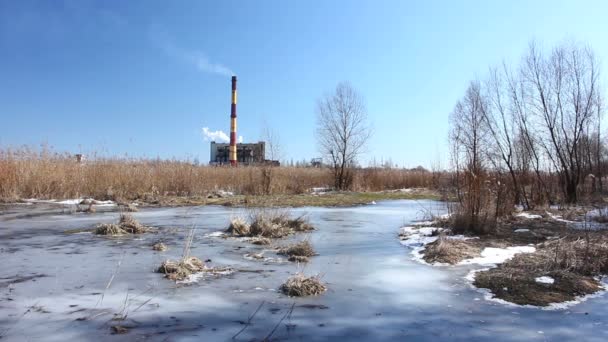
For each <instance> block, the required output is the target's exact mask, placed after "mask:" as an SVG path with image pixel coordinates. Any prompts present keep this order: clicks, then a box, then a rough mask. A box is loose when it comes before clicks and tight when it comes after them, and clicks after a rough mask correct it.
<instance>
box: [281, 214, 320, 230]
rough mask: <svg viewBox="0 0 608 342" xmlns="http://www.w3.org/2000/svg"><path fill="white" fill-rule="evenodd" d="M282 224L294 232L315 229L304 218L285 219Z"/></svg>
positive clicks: (313, 229) (308, 222)
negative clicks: (287, 227) (290, 229)
mask: <svg viewBox="0 0 608 342" xmlns="http://www.w3.org/2000/svg"><path fill="white" fill-rule="evenodd" d="M283 224H285V225H287V226H288V227H289V228H291V229H293V230H294V231H296V232H308V231H311V230H314V229H315V227H313V226H312V225H311V224H310V223H309V222H308V220H307V219H306V217H304V216H300V217H297V218H295V219H287V220H286V221H283Z"/></svg>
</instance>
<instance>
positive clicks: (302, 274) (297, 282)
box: [281, 273, 327, 297]
mask: <svg viewBox="0 0 608 342" xmlns="http://www.w3.org/2000/svg"><path fill="white" fill-rule="evenodd" d="M325 290H327V288H326V287H325V285H324V284H323V283H322V282H321V279H320V277H319V276H311V277H306V276H305V275H304V274H302V273H297V274H296V275H294V276H292V277H290V278H289V279H287V281H286V282H285V283H284V284H283V285H281V291H282V292H283V293H284V294H286V295H288V296H290V297H303V296H316V295H319V294H321V293H323V292H325Z"/></svg>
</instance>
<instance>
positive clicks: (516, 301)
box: [474, 232, 608, 306]
mask: <svg viewBox="0 0 608 342" xmlns="http://www.w3.org/2000/svg"><path fill="white" fill-rule="evenodd" d="M607 273H608V237H607V235H606V234H605V233H604V232H587V233H574V234H572V235H569V236H566V237H563V238H561V239H555V240H549V241H547V242H544V243H542V244H540V245H538V249H537V251H536V252H535V253H530V254H528V253H526V254H523V253H522V254H517V255H516V256H515V257H514V258H513V259H511V260H509V261H507V262H505V263H504V264H501V265H499V266H498V267H496V268H493V269H490V270H487V271H484V272H479V273H477V274H476V277H475V282H474V284H475V286H477V287H481V288H486V289H489V290H490V291H491V292H492V293H493V294H494V296H496V297H497V298H500V299H504V300H507V301H509V302H513V303H516V304H532V305H538V306H546V305H549V304H551V303H558V302H564V301H570V300H574V299H575V298H576V297H577V296H581V295H586V294H591V293H594V292H596V291H599V290H600V289H601V286H600V284H599V283H598V281H597V280H596V279H594V277H597V276H601V275H604V274H607ZM542 276H548V277H551V278H553V279H554V282H553V284H544V283H538V282H537V281H536V278H537V277H542Z"/></svg>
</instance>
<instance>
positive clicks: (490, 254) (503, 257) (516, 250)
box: [459, 246, 536, 266]
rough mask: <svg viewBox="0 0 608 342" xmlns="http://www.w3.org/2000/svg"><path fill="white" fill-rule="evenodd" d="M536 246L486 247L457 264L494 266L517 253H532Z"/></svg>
mask: <svg viewBox="0 0 608 342" xmlns="http://www.w3.org/2000/svg"><path fill="white" fill-rule="evenodd" d="M535 251H536V248H534V247H532V246H513V247H507V248H494V247H486V248H484V250H483V251H482V252H481V256H480V257H477V258H473V259H466V260H463V261H461V262H460V263H459V265H483V266H496V265H498V264H502V263H503V262H505V261H507V260H510V259H512V258H513V257H514V256H515V254H518V253H534V252H535Z"/></svg>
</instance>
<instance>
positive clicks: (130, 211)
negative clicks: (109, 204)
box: [120, 203, 139, 213]
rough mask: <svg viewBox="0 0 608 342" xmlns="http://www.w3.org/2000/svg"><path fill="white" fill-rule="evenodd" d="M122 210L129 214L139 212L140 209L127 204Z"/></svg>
mask: <svg viewBox="0 0 608 342" xmlns="http://www.w3.org/2000/svg"><path fill="white" fill-rule="evenodd" d="M120 210H122V211H124V212H128V213H134V212H138V211H139V209H138V208H137V206H136V205H134V204H133V203H125V204H122V205H121V206H120Z"/></svg>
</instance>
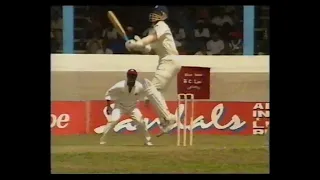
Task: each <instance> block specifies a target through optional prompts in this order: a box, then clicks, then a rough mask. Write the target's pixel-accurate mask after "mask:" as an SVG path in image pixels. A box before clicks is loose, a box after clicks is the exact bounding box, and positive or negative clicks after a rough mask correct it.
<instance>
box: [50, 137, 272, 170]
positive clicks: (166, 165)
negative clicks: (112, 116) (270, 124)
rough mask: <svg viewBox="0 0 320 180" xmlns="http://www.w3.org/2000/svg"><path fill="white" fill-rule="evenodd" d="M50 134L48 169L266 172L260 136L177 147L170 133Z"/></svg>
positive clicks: (263, 137)
mask: <svg viewBox="0 0 320 180" xmlns="http://www.w3.org/2000/svg"><path fill="white" fill-rule="evenodd" d="M99 138H100V135H82V136H60V137H52V141H51V159H52V161H51V168H52V173H269V150H268V148H267V147H265V146H264V145H265V140H266V138H265V137H264V136H214V135H195V137H194V145H193V146H192V147H177V146H176V136H175V135H164V136H162V137H159V138H157V137H153V139H152V142H153V143H154V146H152V147H148V146H144V145H143V139H142V137H141V135H140V134H133V135H123V134H115V133H113V134H112V133H110V135H109V136H108V137H107V144H105V145H100V144H99Z"/></svg>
══════════
◆ TASK PROMPT ◆
Reproduce, word for word and in full, only the lines above that start at the line with "box: [281, 214, 320, 230]" and run through the line with "positive clicks: (302, 274) (297, 282)", both ends included.

◆ SOLUTION TO THE PROBLEM ◆
box: [281, 214, 320, 230]
rough mask: <svg viewBox="0 0 608 342" xmlns="http://www.w3.org/2000/svg"><path fill="white" fill-rule="evenodd" d="M282 224L294 232L315 229L304 218L285 219Z"/></svg>
positive clicks: (313, 229) (308, 222)
negative clicks: (287, 227) (290, 229)
mask: <svg viewBox="0 0 608 342" xmlns="http://www.w3.org/2000/svg"><path fill="white" fill-rule="evenodd" d="M283 224H285V225H287V226H288V227H289V228H291V229H293V230H294V231H296V232H308V231H311V230H314V229H315V227H313V226H312V225H311V224H310V223H309V222H308V220H307V219H306V217H304V216H300V217H297V218H295V219H287V220H286V221H283Z"/></svg>
</instance>
<instance>
positive clicks: (302, 274) (297, 282)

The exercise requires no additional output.